- TEXT EXCERPT
- - - - - - -
According to "The Slow Poisoning of America", MSG is in almost every processed food
including: potato chips, wieners, canned pastas, vegetable juice, salad dressing, frozen entrees,
seasoned mix, soy sauce, bouillon cubes, nachos, bologna, canned chili, dried sour mix, frozen cured
meats, frozen diet entrees, cheese puffs, ice cream, pasta helpers, flavored crackers, canned soup,
ramen noodles, canned meats, frozen potatoes, gravy, jerky, sour cream and flavored rice.
MSG is extensively used in most of our fast food restaurants. So they keep you coming back for
more junk. We like to call MSG the "nicotine of food" (smile).
- - - - - - -
- TASK BRIEF
Copy the passage about MSG in processed foods word for word.

- DATA SEGMENT
- - - - - - -
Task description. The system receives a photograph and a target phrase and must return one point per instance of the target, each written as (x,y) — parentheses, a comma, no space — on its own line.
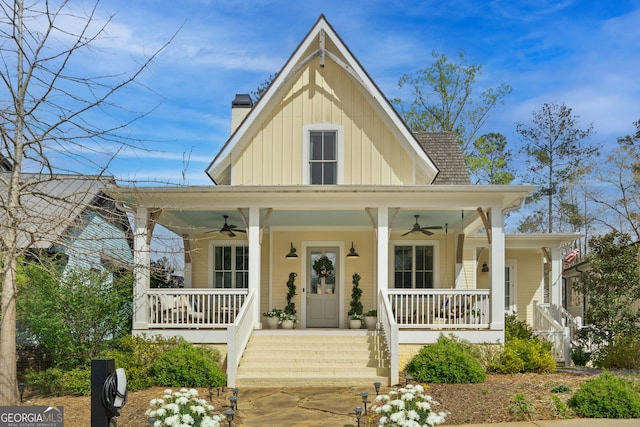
- - - - - - -
- SOLUTION
According to "The Slow Poisoning of America", MSG is in almost every processed food
including: potato chips, wieners, canned pastas, vegetable juice, salad dressing, frozen entrees,
seasoned mix, soy sauce, bouillon cubes, nachos, bologna, canned chili, dried sour mix, frozen cured
meats, frozen diet entrees, cheese puffs, ice cream, pasta helpers, flavored crackers, canned soup,
ramen noodles, canned meats, frozen potatoes, gravy, jerky, sour cream and flavored rice.
MSG is extensively used in most of our fast food restaurants. So they keep you coming back for
more junk. We like to call MSG the "nicotine of food" (smile).